(Point annotation dataset lines)

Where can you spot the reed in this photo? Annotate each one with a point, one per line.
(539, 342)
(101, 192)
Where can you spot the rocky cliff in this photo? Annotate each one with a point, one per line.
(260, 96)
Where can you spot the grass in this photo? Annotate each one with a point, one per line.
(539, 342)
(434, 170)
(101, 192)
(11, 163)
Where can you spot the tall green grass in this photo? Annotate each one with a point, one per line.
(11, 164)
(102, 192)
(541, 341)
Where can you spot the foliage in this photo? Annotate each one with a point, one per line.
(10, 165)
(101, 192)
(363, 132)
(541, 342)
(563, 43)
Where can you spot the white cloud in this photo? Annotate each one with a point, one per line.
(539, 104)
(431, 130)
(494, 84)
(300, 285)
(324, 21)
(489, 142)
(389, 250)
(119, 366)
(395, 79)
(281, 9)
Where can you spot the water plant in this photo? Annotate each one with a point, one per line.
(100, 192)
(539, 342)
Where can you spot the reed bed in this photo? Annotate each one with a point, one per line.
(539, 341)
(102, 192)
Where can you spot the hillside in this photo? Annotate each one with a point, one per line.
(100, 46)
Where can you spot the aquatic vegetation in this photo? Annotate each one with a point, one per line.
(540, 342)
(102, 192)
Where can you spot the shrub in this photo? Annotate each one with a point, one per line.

Given task: Rescale the lines above by writing every one of them out again, requests included, with each point coordinate multiplied by 0.2 and rounded to a whole number (halves round up).

Reply:
Where can you spot the reed in this photo? Annotate each one with a point, one per line.
(108, 68)
(20, 38)
Where can you spot the rocky cliff in this photo? Annotate each one with a point, one per line.
(52, 19)
Where can you spot the grass in this photo? Annotate each one with a point, one per line.
(108, 68)
(87, 34)
(20, 38)
(2, 33)
Where can you spot the tall green grass in this photo? Annotate each one with a point, one per line.
(2, 33)
(20, 38)
(108, 68)
Where can you spot the foliage in this photo? Annotate each one with a point, one per line.
(2, 33)
(20, 38)
(73, 26)
(108, 68)
(113, 9)
Where can you spot the white cloud in this photo? Annotate each one with a point, one per line.
(108, 21)
(86, 26)
(99, 17)
(60, 57)
(65, 4)
(98, 28)
(78, 50)
(24, 73)
(79, 16)
(56, 2)
Where can you spot the water plant in this photo? Annotate each one with a point, one per line.
(20, 38)
(108, 68)
Where can you spot the reed bed in this photo? Annotate each one with a point, one per line.
(108, 68)
(20, 38)
Where can you spot the hillside in this photo? Annotate each one with a point, one per line.
(20, 9)
Where can you spot the aquatic vegetation in this photo? Annotate each one with a point, one per line.
(108, 68)
(20, 38)
Where can you spot the shrub in this photo? Annotate each one with a point, one per line.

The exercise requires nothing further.